§ **What you need to do**
Transcribe the records that follow, preserving every word.

§ **Stored data**

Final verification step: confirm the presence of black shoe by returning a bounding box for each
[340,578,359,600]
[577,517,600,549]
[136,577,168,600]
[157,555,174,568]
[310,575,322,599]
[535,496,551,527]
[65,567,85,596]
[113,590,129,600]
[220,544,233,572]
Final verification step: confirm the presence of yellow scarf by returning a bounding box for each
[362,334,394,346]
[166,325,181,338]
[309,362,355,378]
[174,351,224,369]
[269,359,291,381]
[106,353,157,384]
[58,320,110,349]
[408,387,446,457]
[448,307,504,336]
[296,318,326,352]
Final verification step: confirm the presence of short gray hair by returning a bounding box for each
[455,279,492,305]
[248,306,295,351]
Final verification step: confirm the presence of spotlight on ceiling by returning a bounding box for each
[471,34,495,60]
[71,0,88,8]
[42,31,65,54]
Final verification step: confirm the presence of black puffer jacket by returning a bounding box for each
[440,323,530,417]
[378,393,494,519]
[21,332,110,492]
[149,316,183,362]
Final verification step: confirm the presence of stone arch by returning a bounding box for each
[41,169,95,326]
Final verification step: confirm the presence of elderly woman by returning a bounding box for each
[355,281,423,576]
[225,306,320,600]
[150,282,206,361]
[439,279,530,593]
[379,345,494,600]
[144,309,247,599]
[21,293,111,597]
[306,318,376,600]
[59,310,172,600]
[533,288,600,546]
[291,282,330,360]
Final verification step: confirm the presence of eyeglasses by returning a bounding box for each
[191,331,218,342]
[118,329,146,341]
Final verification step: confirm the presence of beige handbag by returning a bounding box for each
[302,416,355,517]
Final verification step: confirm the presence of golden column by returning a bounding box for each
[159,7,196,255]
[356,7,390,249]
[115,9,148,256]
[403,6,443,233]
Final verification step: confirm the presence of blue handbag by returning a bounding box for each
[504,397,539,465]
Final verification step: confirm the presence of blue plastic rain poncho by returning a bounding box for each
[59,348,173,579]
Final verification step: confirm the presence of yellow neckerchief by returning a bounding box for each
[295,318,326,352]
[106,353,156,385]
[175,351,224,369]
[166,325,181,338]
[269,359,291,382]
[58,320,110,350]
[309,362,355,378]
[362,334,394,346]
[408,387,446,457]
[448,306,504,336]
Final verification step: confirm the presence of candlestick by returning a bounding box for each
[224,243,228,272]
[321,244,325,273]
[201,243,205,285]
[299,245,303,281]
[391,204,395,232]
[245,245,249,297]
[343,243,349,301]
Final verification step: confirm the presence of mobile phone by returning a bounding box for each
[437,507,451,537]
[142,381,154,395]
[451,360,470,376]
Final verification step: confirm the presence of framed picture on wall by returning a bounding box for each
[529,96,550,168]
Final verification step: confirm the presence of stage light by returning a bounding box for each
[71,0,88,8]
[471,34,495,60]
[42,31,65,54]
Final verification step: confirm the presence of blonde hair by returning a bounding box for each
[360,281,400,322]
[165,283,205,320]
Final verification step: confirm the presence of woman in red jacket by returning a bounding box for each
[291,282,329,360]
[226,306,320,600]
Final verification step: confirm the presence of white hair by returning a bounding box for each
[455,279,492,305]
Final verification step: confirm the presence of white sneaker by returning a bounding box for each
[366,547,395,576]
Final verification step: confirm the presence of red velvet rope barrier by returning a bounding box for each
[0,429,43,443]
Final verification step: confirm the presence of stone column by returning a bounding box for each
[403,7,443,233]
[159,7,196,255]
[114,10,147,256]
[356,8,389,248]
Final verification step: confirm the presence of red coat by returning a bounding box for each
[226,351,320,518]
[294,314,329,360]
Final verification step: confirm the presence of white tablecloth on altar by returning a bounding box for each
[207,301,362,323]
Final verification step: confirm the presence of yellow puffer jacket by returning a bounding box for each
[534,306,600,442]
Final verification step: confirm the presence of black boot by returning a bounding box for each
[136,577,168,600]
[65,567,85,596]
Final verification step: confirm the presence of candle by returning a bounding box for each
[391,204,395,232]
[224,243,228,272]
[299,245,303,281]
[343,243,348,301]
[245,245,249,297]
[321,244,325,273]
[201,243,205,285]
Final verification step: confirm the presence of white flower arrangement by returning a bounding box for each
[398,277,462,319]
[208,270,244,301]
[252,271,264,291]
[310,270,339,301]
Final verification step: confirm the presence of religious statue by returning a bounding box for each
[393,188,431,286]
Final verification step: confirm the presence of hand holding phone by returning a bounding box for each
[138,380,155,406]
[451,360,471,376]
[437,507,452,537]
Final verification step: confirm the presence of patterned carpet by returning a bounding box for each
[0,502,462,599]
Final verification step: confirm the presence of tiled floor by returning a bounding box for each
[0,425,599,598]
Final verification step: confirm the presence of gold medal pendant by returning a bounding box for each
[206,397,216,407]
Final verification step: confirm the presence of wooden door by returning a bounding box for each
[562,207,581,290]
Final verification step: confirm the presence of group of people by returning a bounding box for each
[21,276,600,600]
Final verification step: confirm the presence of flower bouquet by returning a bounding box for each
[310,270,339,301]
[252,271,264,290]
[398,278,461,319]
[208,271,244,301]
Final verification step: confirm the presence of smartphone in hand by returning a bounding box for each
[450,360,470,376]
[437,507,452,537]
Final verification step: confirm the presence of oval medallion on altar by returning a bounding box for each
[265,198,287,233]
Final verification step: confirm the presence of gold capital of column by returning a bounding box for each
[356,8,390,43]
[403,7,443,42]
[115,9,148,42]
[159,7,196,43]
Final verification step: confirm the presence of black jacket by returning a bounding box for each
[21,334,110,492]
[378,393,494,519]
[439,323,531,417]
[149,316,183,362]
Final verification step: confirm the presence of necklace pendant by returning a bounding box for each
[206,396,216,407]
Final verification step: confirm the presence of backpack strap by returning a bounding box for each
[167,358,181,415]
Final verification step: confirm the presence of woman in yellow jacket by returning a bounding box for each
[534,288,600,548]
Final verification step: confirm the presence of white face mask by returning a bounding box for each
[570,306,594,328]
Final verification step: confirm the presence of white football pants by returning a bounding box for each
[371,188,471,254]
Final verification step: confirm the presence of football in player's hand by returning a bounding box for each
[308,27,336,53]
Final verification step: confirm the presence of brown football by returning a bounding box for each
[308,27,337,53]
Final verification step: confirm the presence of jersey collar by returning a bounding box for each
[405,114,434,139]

§ **Task response**
Final verification step: confirm the presence of black shoe by returning a bounding box for each
[340,578,359,600]
[577,517,600,549]
[136,577,168,600]
[157,555,174,568]
[310,575,322,599]
[535,496,551,527]
[65,567,85,596]
[113,590,129,600]
[220,544,233,572]
Final verification step: confirm the presence of yellow scarf by returning a bounding box for each
[362,334,394,346]
[166,325,181,338]
[309,362,355,378]
[174,351,224,369]
[269,359,291,381]
[106,353,157,384]
[58,320,110,349]
[408,387,446,457]
[448,307,504,336]
[296,318,326,352]
Final verification step: confirm the presence of short gray hair by returning a bounding box for each
[455,279,492,305]
[248,306,295,351]
Final verification step: confirm the presence of spotlight on ceiling by returning a bounding box for each
[471,34,495,60]
[71,0,88,8]
[42,31,65,54]
Final verification step: confirm the presence of black puffer jacket by returning a bounding box for each
[440,323,530,417]
[378,393,494,519]
[21,332,110,492]
[149,316,183,362]
Final verification step: confirm the presence of stone arch by returning a bounding box for each
[41,169,95,326]
Final verification step: confirm the presence of elderly woman by returning a bounding box for each
[355,281,423,576]
[225,306,320,600]
[150,282,206,361]
[439,279,530,593]
[379,345,494,600]
[144,309,247,599]
[21,293,111,597]
[306,318,376,600]
[59,310,172,600]
[533,288,600,546]
[291,282,330,360]
Final verification step: confirm the presence of eyeglasses by returning a bounding box for each
[191,331,218,342]
[118,329,146,341]
Final verification step: confirm the presence of beige handbag by returning a bounding box for each
[302,416,355,517]
Final verification step: confirm the presence of golden column by returning a bounding box for each
[159,7,196,255]
[356,7,390,249]
[115,9,148,256]
[403,6,443,233]
Final verification step: confirm the presence of blue handbag by returning a bounding box for each
[504,397,539,465]
Final verification step: confirm the presence of blue plastic rain poncho by returning a bounding box for each
[59,348,173,579]
Final verification step: confirm the presence of yellow neckerchief by returning a bounding box for each
[295,318,326,352]
[106,353,156,385]
[175,351,224,369]
[166,325,181,338]
[269,359,291,382]
[58,320,110,350]
[309,362,355,378]
[362,334,394,346]
[408,387,446,457]
[448,306,504,336]
Final verification step: confirm the presence of candlestick by returning a bounding box for each
[224,243,228,272]
[321,244,325,273]
[201,243,205,285]
[299,245,303,281]
[391,204,395,232]
[245,245,249,297]
[343,243,349,301]
Final verification step: confirm the presence of mobile phone by returning a bounding box for each
[437,507,451,537]
[142,381,154,395]
[451,360,470,376]
Final verification step: confirm the presence of framed picture on wall by returning a bounding box for each
[529,96,550,168]
Final verification step: confirm the presence of stage light by returning a bounding box for each
[71,0,88,8]
[471,34,495,60]
[42,31,65,54]
Final verification step: confirm the presence of blonde hair by returning a bounding box for each
[360,281,400,322]
[165,283,205,320]
Final verification step: confirm the presence of woman in red jacket by returning a bounding box for each
[291,282,329,360]
[226,306,320,600]
Final verification step: confirm the presence of white hair by returning a bounding box for each
[455,279,492,305]
Final verification step: confirm the presence of white sneaker by returning a bounding box for each
[366,547,395,576]
Final verification step: confirm the presence of red velvet rope barrier by returning a bounding box for each
[0,429,43,443]
Final verification step: confirm the presence of stone column by returning a bounding box for each
[403,7,443,233]
[159,7,196,255]
[114,10,147,256]
[356,8,389,248]
Final verification step: confirm the presence of red coat by returning a bounding box for each
[226,351,320,518]
[294,314,329,360]
Final verification step: confirm the presence of white tablecloth on altar by returning a bounding box for each
[207,301,362,323]
Final verification step: confirm the presence of yellow puffer jacket by returning a bounding box for each
[534,306,600,442]
Final verification step: confirm the presence of black boot by returning a bounding box for each
[136,577,168,600]
[65,567,85,596]
Final verification step: confirm the presence of candle by returning a bounding box for each
[391,204,395,232]
[224,243,228,272]
[299,245,303,281]
[343,243,348,301]
[245,245,249,297]
[321,244,325,273]
[201,243,205,285]
Final verification step: confirm the presence of white flower arrangement by returning a bounding box for each
[398,277,462,319]
[208,270,244,301]
[252,271,264,291]
[310,270,339,301]
Final verification step: confirm the presence of religious statue by returning a bounding box for each
[393,188,431,286]
Final verification step: confirm the presence of hand holding phone by returning a bounding box for each
[138,380,155,406]
[451,360,471,376]
[437,507,452,537]
Final verification step: confirm the presence of patterned carpet by returning a bounding box for each
[0,502,462,599]
Final verification step: confirm the presence of tiled floor by returning a bounding box for each
[0,425,599,598]
Final verification step: confirm the presence of gold medal pendant by returning a bounding box for each
[206,397,216,407]
Final verification step: confirm the presence of wooden door by returning a bounding box for each
[562,207,581,290]
Final verification step: confirm the presence of group of people by returning a bounding box for each
[21,276,600,600]
Final verification step: confirm the presence of flower bouquet by returning a bounding box for each
[310,270,339,301]
[252,271,264,290]
[398,278,461,319]
[208,271,244,301]
Final verification step: confirm the presence of smartphone in hand by returning a bounding box for each
[450,360,470,376]
[437,507,452,537]
Final verification step: confirm the presence of oval medallion on altar by returning a bounding box for each
[265,198,287,233]
Final verification step: confirm the presence of gold capital of column by returning a bounding box for each
[356,8,390,43]
[403,7,443,42]
[115,9,148,42]
[159,7,196,43]
Final verification step: confirm the presence of black jacket by returning a bounding box for each
[21,334,110,492]
[378,393,494,519]
[439,323,531,417]
[149,316,183,362]
Final verification step: confirm the presence of necklace pendant by returning a bounding box for each
[206,396,216,407]
Final verification step: confirm the presence of backpack strap by returning a bounding box for each
[167,358,181,415]
Final verification step: confirm the presence of woman in yellow jacket by returning a bounding box for each
[534,288,600,548]
Final verification step: confirm the presence of white face mask by returning a bounding box for each
[570,306,594,328]
Final verification step: confirm the presence of white football pants by returning a bounding box for each
[371,188,471,254]
Final verification step: confirm the presence of football in player's hand by returning a bounding box for each
[308,27,336,53]
Final verification step: confirm the presence of brown football by returning a bounding box for each
[308,27,337,53]
Final verification step: confirm the presence of jersey collar by returning a bounding box for each
[405,114,434,139]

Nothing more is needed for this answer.